▸ **Objective**: Emit only the lines from the line containing "In this exercise you will mark each instance of the crispy" through the last line of the entries, unchanged.

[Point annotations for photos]

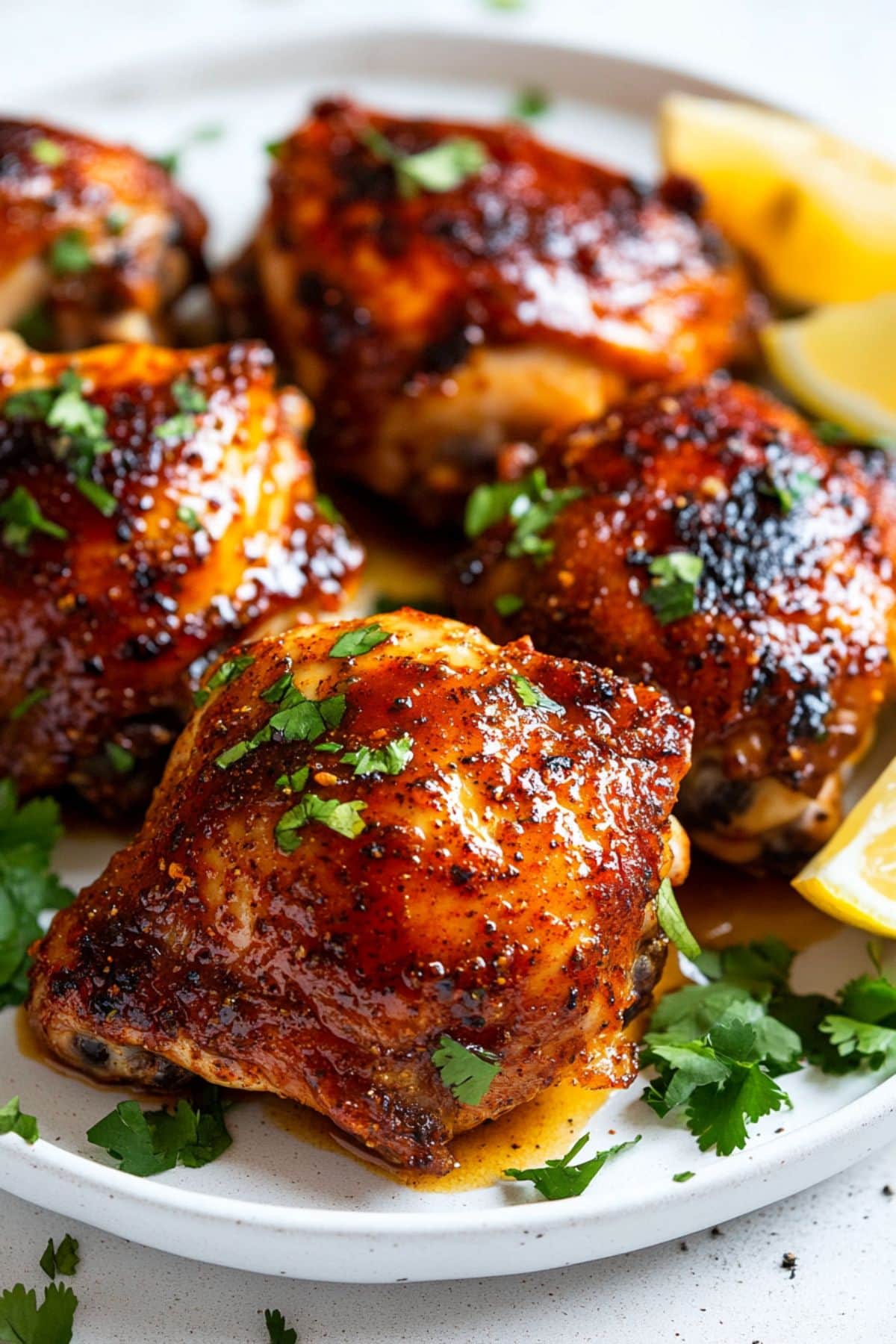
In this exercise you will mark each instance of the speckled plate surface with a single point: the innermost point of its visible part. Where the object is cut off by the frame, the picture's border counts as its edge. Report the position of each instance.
(281, 1199)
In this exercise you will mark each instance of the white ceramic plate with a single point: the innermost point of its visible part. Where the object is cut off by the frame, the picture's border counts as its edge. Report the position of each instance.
(276, 1203)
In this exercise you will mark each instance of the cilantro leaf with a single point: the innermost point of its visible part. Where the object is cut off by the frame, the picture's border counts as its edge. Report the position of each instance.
(673, 591)
(223, 675)
(529, 503)
(70, 253)
(277, 1331)
(441, 168)
(190, 403)
(27, 886)
(467, 1071)
(22, 1322)
(354, 643)
(871, 1043)
(388, 759)
(146, 1142)
(343, 818)
(673, 922)
(13, 1121)
(20, 517)
(508, 604)
(534, 697)
(47, 152)
(62, 1258)
(559, 1180)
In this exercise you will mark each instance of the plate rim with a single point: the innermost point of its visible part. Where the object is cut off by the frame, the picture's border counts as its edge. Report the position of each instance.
(874, 1110)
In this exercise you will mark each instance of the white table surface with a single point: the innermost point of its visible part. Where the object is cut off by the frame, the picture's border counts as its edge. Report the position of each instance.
(726, 1287)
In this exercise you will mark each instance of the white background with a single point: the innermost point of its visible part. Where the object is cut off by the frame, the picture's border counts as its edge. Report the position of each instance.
(836, 62)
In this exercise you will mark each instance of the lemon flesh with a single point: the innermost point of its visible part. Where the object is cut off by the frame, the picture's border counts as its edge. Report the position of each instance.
(815, 213)
(840, 362)
(853, 878)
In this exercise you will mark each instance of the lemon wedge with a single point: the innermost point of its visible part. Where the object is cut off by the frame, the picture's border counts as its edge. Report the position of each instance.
(815, 213)
(853, 878)
(839, 362)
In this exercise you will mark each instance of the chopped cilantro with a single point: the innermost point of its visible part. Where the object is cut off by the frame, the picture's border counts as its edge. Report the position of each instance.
(788, 488)
(354, 643)
(534, 697)
(99, 497)
(675, 585)
(561, 1180)
(441, 168)
(328, 510)
(386, 759)
(223, 675)
(343, 818)
(190, 403)
(20, 517)
(120, 759)
(146, 1142)
(27, 838)
(673, 922)
(13, 1121)
(529, 503)
(28, 702)
(26, 1323)
(277, 1331)
(467, 1071)
(70, 255)
(62, 1258)
(529, 104)
(508, 604)
(47, 152)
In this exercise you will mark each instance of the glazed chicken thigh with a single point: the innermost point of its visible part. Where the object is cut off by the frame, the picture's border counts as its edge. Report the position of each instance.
(709, 544)
(375, 843)
(155, 505)
(441, 288)
(96, 241)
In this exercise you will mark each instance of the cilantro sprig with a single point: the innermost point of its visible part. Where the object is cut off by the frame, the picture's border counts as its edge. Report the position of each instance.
(438, 169)
(277, 1330)
(559, 1179)
(467, 1071)
(719, 1048)
(26, 1323)
(27, 838)
(62, 1258)
(673, 589)
(529, 503)
(144, 1142)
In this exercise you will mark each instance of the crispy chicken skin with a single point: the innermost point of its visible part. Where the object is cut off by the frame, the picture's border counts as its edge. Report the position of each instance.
(785, 659)
(96, 241)
(428, 331)
(211, 531)
(500, 889)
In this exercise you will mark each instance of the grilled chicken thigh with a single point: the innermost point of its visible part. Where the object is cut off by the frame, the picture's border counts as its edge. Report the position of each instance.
(153, 507)
(441, 288)
(379, 844)
(709, 544)
(96, 241)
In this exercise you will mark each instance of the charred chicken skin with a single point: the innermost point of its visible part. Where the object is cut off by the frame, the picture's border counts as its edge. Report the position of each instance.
(441, 288)
(709, 544)
(96, 241)
(376, 836)
(155, 505)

▸ **Correct answer**:
In this exercise you will mark each instance of the crispy chicken skin with a single point: the innermost point of its visible part. Where the object is cut off by the frame, the picture's border counts as its edge. Report the position of each instance.
(785, 659)
(96, 241)
(428, 331)
(211, 531)
(500, 889)
In this exercise you will mark each instance of the grilled chicken thigh with a single point: the innermost point of its visible part. Where the object is cut off by the frame, the picture's border counts as its edge. Report the position of each instance.
(153, 507)
(441, 288)
(379, 844)
(709, 544)
(96, 241)
In this exercise you will mark each instance of the charred chicken skin with a single point: the innermost point of its visible part. Where the object is cut off by the frame, the picture's border counts as its edge. Report the position of each instance.
(441, 288)
(709, 544)
(96, 241)
(376, 836)
(155, 505)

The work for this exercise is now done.